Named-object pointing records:
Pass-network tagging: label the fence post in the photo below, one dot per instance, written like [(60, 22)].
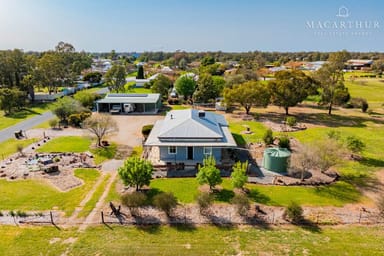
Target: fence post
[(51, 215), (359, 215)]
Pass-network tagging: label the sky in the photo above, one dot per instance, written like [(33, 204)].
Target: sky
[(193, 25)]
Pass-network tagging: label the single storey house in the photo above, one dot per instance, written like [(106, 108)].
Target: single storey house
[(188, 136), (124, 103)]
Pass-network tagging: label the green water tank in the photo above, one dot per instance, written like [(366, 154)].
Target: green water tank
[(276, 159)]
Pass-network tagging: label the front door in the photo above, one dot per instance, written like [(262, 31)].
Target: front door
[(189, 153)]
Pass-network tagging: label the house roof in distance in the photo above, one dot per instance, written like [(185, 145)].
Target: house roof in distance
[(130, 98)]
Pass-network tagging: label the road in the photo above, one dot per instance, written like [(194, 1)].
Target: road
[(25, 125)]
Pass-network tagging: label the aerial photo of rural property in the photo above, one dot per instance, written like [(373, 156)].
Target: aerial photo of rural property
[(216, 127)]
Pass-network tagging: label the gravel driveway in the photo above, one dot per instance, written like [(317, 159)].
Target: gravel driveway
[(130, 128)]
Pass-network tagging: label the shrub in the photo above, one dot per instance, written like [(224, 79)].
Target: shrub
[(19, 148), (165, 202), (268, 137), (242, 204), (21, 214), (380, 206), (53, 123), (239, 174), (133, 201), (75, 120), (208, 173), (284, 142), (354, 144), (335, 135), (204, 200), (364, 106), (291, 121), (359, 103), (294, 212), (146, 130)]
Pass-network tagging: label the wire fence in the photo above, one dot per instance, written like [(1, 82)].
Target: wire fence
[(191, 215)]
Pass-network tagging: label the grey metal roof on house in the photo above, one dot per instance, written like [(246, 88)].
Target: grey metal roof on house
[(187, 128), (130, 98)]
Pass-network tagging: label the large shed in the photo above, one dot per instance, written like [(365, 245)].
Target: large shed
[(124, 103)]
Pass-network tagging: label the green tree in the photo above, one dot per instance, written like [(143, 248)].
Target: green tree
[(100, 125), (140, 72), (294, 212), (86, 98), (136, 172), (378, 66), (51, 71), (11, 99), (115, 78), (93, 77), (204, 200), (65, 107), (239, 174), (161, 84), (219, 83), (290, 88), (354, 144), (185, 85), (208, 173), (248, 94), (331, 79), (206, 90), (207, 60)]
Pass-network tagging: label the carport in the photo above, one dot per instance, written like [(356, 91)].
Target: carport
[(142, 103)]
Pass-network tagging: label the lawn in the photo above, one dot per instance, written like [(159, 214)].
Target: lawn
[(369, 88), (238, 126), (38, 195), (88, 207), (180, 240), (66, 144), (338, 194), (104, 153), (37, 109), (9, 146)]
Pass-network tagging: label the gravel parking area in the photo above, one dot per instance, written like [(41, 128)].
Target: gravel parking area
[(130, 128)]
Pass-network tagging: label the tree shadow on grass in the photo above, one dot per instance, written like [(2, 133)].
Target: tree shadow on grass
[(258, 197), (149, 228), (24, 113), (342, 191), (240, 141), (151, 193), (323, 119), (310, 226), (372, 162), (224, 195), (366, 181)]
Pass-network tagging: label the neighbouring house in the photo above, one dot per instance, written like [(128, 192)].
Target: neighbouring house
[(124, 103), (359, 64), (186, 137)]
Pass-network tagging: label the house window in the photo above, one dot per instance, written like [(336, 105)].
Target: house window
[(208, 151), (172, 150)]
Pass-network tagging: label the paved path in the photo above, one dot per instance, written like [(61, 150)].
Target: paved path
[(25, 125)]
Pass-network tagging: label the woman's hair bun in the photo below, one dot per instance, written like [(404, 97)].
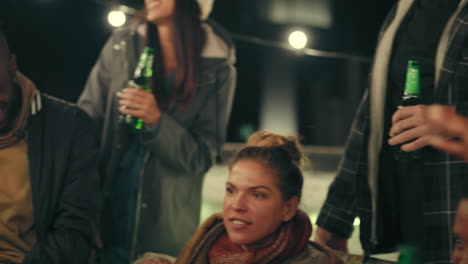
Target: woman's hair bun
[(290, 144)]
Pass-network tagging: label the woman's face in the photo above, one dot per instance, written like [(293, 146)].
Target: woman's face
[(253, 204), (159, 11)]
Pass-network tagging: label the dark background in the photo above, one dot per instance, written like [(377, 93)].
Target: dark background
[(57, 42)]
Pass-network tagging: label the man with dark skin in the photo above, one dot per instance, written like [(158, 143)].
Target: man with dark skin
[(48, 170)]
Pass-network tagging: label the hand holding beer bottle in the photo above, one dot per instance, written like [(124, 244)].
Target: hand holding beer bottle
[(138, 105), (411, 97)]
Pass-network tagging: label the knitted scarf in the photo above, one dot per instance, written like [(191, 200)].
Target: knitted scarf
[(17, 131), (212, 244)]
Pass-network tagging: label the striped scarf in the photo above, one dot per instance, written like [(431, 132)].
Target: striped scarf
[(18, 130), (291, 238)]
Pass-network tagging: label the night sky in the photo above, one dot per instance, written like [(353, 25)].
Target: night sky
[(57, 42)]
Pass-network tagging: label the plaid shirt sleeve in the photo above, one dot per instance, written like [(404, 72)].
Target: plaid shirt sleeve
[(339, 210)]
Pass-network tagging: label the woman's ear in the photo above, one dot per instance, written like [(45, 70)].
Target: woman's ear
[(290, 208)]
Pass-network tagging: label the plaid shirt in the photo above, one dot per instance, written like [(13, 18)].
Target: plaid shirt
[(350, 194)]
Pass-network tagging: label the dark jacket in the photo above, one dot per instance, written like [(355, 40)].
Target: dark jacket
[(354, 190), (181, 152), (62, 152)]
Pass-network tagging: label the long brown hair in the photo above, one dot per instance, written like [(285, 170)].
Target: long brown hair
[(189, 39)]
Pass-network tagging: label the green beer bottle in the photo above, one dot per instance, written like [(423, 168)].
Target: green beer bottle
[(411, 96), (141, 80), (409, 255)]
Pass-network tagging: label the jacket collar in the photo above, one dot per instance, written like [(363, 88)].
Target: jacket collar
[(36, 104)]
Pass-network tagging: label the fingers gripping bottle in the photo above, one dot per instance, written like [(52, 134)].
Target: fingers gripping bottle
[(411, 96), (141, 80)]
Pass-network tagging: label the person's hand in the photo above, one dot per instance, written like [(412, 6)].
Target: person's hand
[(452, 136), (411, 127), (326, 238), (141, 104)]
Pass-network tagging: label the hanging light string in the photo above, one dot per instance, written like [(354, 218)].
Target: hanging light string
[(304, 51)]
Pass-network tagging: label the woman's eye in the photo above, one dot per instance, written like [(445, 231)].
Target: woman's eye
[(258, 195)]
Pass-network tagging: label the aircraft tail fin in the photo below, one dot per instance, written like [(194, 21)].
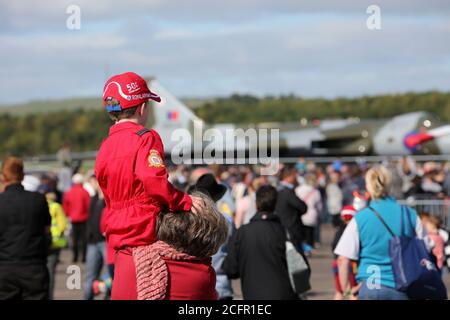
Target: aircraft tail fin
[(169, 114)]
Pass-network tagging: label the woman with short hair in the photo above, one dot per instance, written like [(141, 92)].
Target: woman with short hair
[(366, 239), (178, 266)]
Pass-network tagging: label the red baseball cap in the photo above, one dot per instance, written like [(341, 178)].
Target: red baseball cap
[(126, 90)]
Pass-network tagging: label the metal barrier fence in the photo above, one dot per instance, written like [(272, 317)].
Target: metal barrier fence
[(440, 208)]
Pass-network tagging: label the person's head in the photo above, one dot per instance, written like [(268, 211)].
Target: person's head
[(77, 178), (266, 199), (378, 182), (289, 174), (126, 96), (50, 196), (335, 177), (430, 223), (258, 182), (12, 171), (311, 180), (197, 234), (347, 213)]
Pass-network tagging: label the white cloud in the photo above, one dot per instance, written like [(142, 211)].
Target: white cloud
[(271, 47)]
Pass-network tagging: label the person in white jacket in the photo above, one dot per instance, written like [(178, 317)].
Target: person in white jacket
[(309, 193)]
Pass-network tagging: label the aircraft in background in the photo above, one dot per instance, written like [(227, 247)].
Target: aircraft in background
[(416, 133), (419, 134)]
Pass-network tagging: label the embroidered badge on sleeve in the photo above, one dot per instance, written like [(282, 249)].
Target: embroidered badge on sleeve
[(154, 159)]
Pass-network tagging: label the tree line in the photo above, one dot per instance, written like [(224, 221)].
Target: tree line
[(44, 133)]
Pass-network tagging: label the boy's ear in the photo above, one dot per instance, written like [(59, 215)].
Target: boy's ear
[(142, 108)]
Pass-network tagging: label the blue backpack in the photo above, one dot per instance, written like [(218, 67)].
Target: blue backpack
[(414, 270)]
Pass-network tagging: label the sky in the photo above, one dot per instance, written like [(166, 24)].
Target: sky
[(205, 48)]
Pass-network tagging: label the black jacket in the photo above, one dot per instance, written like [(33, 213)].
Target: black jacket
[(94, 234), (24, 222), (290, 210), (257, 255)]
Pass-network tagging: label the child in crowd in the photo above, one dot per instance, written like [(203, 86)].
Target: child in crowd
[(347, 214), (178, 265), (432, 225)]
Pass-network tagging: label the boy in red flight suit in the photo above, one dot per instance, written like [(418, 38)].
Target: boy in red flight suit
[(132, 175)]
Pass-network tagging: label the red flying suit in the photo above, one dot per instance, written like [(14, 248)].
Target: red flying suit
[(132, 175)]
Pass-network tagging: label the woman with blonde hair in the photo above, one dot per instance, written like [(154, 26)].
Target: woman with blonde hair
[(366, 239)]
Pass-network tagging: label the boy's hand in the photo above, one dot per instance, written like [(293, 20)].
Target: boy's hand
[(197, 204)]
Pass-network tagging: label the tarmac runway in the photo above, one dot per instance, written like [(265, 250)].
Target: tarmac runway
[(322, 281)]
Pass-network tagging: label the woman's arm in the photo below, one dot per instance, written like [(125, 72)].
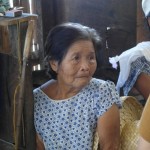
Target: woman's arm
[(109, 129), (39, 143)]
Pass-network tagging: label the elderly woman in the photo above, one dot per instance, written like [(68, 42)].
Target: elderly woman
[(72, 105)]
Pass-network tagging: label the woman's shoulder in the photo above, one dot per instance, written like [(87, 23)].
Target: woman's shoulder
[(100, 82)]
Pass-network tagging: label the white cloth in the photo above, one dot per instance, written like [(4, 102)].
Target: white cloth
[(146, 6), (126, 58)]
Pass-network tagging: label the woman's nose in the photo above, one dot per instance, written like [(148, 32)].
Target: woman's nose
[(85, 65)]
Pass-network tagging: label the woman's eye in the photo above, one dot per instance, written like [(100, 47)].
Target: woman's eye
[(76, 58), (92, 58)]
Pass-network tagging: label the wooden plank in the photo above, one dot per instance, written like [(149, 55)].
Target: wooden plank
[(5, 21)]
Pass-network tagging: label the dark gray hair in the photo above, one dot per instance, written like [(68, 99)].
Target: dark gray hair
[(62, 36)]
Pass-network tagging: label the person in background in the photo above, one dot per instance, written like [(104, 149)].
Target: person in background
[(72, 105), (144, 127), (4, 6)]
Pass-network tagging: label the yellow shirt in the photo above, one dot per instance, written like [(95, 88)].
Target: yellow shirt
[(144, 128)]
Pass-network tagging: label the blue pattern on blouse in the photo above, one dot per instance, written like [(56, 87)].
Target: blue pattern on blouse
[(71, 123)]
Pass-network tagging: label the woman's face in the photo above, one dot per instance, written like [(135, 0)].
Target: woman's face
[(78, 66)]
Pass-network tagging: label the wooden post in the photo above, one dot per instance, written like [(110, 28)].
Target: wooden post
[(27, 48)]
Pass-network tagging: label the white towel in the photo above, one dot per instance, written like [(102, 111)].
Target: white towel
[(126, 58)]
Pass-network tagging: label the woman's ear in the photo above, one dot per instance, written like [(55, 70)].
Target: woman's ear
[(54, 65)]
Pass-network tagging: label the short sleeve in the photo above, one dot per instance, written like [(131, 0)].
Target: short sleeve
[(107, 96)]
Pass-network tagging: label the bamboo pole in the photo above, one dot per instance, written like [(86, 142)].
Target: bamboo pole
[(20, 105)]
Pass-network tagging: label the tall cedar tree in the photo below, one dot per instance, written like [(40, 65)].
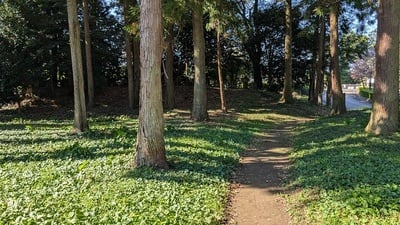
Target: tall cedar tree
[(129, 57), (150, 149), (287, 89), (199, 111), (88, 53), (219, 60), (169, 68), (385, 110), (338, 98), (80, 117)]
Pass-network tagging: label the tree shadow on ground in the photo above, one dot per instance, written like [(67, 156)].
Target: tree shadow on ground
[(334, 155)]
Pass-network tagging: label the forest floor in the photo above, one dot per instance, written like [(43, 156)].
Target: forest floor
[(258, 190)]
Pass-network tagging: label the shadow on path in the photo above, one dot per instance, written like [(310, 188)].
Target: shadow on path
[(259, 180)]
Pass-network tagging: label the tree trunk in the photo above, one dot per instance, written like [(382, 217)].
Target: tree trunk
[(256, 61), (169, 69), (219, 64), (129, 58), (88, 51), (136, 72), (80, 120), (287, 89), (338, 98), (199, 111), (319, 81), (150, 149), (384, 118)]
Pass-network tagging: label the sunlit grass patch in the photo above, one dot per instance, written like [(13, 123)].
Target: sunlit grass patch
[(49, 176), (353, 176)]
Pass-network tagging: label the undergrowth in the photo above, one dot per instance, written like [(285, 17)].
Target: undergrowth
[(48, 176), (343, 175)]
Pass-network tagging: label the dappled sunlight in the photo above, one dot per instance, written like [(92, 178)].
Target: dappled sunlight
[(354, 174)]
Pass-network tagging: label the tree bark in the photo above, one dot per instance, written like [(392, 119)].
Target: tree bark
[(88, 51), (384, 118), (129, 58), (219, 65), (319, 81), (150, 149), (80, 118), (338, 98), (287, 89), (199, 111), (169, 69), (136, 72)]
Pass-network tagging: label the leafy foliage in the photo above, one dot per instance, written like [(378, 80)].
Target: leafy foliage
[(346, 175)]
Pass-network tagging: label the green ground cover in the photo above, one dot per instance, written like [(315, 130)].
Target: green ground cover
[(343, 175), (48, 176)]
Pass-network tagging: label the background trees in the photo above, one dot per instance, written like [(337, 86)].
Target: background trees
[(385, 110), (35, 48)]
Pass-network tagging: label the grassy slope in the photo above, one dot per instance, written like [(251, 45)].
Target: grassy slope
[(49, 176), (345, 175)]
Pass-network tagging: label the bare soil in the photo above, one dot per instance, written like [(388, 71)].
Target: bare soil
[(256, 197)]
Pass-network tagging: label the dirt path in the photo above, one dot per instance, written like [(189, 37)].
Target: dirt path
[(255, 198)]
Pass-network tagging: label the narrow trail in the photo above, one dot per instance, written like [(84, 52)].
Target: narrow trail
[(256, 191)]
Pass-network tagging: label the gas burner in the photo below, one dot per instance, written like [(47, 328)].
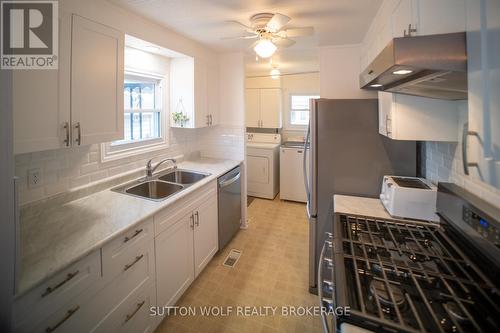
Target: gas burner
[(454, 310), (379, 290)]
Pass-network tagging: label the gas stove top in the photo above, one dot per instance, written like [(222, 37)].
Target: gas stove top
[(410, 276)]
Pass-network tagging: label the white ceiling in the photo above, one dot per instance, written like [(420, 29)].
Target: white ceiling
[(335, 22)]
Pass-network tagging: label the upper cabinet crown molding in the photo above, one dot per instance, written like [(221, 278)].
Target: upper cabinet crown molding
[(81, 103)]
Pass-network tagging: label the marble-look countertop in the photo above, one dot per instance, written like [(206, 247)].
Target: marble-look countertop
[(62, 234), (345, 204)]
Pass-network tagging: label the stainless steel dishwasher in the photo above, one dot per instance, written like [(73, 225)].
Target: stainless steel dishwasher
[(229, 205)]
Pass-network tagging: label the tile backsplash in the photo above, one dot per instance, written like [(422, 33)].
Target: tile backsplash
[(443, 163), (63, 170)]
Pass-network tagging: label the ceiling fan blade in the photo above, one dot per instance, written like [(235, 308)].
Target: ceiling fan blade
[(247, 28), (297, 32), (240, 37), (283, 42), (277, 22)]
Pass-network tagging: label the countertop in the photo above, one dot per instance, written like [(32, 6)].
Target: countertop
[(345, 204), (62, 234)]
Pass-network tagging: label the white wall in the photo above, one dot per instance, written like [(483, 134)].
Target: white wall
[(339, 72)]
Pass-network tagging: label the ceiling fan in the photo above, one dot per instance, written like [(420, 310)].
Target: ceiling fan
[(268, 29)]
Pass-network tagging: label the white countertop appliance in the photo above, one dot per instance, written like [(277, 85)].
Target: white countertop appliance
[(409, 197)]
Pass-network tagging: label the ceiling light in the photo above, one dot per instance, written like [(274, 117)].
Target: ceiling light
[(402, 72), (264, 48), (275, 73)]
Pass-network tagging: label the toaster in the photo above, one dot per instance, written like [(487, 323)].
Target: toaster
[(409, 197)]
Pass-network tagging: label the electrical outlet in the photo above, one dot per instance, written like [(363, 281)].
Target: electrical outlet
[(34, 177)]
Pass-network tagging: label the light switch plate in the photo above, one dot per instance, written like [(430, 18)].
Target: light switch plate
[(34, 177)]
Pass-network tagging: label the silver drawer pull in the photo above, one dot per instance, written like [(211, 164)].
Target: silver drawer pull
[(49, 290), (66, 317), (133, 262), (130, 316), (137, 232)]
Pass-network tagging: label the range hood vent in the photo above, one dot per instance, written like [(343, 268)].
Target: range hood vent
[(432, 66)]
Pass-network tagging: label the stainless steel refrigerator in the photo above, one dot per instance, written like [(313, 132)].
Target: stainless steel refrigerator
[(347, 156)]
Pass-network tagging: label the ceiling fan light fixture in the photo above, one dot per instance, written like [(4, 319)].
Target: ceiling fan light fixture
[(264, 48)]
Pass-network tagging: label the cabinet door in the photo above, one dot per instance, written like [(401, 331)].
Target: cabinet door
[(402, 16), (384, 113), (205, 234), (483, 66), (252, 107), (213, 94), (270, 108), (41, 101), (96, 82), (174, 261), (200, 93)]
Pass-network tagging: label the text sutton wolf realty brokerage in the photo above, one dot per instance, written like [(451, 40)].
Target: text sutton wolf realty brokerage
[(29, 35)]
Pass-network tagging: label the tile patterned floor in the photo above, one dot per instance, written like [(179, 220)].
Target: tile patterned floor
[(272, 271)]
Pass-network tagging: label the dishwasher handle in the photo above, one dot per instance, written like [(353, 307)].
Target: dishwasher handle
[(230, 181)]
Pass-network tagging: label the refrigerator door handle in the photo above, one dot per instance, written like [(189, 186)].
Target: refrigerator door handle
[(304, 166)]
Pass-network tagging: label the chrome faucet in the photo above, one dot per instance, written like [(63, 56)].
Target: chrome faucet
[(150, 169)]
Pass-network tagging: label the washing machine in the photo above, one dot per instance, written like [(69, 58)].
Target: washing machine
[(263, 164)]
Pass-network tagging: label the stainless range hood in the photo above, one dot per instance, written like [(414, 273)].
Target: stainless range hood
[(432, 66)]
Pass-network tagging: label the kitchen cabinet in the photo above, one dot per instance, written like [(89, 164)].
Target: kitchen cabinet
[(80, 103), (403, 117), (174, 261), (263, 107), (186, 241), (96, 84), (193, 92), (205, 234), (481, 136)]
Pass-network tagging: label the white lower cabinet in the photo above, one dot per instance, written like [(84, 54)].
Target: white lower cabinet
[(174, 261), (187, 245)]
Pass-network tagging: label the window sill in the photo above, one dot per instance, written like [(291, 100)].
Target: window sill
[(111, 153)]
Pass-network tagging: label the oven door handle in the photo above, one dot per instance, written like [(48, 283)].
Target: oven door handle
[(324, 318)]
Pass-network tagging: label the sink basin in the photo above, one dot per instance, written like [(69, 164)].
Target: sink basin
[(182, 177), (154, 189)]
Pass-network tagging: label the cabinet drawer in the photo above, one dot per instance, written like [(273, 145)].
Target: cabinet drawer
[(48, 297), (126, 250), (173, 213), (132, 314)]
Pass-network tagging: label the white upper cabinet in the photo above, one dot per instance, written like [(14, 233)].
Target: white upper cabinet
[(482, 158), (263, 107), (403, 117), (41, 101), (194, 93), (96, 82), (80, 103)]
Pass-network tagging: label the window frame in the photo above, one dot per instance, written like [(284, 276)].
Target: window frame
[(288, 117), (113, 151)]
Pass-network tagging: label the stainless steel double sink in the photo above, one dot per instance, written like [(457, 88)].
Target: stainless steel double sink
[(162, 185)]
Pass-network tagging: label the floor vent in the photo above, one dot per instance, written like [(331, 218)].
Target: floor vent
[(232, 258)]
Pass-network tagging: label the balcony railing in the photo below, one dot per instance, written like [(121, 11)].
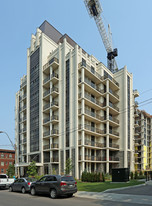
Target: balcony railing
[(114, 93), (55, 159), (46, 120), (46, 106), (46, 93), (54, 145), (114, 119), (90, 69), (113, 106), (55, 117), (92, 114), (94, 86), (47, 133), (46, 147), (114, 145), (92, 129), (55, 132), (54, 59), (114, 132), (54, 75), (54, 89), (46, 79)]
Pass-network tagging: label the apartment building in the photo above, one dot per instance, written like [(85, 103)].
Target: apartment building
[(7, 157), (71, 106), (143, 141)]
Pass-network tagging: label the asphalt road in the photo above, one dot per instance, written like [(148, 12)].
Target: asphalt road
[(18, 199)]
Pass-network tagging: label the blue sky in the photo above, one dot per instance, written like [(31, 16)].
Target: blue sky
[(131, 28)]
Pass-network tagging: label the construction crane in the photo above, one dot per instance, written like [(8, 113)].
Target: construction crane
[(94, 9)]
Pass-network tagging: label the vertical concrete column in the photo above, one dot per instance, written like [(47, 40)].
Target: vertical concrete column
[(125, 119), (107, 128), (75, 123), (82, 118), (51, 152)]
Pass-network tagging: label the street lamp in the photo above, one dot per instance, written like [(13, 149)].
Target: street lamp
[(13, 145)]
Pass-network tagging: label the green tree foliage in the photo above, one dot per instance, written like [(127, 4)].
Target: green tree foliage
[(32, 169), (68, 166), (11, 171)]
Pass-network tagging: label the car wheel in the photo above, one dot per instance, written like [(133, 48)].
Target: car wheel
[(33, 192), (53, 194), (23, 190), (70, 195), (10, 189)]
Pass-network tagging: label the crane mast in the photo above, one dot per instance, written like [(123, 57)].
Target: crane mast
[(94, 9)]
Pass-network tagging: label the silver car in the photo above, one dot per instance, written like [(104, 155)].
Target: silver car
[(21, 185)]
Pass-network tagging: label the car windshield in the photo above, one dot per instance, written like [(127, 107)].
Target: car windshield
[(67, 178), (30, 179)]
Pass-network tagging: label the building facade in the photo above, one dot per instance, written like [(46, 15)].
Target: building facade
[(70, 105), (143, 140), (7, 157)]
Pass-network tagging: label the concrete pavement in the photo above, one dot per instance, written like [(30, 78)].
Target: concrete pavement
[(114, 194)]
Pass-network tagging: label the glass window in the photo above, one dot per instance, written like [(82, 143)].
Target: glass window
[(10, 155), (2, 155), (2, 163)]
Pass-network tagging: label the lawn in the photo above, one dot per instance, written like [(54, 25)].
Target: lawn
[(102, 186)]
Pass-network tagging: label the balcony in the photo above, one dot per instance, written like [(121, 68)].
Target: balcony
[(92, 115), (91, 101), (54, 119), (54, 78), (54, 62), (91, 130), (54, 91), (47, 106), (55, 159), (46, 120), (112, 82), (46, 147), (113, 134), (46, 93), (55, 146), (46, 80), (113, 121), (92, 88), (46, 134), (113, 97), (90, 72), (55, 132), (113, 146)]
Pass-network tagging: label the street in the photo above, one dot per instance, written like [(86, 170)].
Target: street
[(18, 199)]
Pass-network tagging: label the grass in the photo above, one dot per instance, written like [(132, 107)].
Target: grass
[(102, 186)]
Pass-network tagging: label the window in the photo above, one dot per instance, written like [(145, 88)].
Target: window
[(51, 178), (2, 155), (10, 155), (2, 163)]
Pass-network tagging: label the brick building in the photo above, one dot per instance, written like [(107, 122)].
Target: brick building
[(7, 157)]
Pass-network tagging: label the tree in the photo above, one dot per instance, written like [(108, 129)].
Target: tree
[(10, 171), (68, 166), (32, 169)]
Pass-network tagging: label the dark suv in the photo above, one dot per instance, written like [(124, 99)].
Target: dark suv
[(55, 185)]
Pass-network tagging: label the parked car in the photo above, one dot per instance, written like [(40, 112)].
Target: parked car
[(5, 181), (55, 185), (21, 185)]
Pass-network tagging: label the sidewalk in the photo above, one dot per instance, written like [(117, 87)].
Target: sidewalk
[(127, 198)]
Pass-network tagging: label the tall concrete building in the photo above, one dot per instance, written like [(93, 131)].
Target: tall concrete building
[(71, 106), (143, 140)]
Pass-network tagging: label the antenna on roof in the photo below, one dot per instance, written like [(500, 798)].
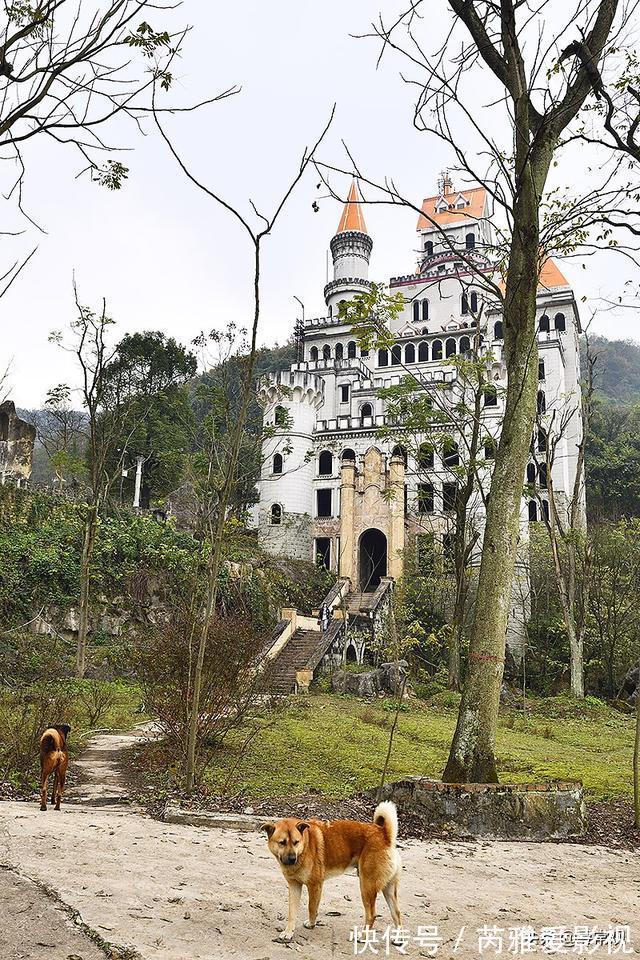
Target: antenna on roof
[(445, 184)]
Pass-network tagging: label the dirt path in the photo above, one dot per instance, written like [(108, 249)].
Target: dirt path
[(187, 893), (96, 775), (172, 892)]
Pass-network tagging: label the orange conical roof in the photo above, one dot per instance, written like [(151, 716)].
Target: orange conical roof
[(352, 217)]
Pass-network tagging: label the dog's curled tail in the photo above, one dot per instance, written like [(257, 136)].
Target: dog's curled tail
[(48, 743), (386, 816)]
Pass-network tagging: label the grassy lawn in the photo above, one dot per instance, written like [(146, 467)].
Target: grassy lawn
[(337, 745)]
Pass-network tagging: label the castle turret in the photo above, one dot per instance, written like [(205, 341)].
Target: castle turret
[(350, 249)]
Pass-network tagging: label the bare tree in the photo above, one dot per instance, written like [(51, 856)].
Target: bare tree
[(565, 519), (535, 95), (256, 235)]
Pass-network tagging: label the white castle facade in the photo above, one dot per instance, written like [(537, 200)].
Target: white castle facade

## AIM OF THE EXERCISE
Using the records above, extract exactly and only the lines from the one with "Pass-network tagging: label the sidewalk" through the final line, inclusive, leaving out pictures.

## FULL SOLUTION
Pass-network tagging: label the sidewalk in the photo above, one dot per instance, written like [(117, 87)].
Target: sidewalk
[(127, 198)]
Pass-network tagging: label the tall concrete building in the photo above, one dot per instance, written like [(93, 131)].
Target: tall concrete building
[(71, 106), (143, 140)]
Pass-network tagging: label the antenna on roof in the photo below, one dot per instance, written like [(500, 798)].
Target: antenna on roof
[(445, 184)]
Pass-network tagging: label the dirt path in the photo above, one dot per instance, written like [(108, 249)].
Target: dirt path
[(187, 893), (96, 775), (172, 892)]
Pass-network tagging: label the orange conical roof in the photo above, one dot per instance, written like [(151, 716)].
Target: orange conical roof
[(352, 217)]
Pass-network tagging: label the dog's curled tail in the photo above, one dot per instance, written like [(257, 136)].
Target: dog's curled tail
[(48, 743), (386, 816)]
Pass-network tagging: label the grassy lawn in the photo above, one dot per instance, written like [(146, 467)].
Target: grassy lawn
[(337, 745)]
Pass-network tagging: label the castle turret in the photo above, one dot per instance, written like [(205, 341)].
Target: castle turret
[(350, 249)]
Pass-network tagging: label the bare tree in the photo above, one dot per instance, written like [(51, 856)].
Target: bare tree
[(565, 519), (535, 95), (256, 235)]
Pass-network tagging: label the white castle facade in the photo above, one dot per instance, written like [(537, 200)].
Target: white castle facade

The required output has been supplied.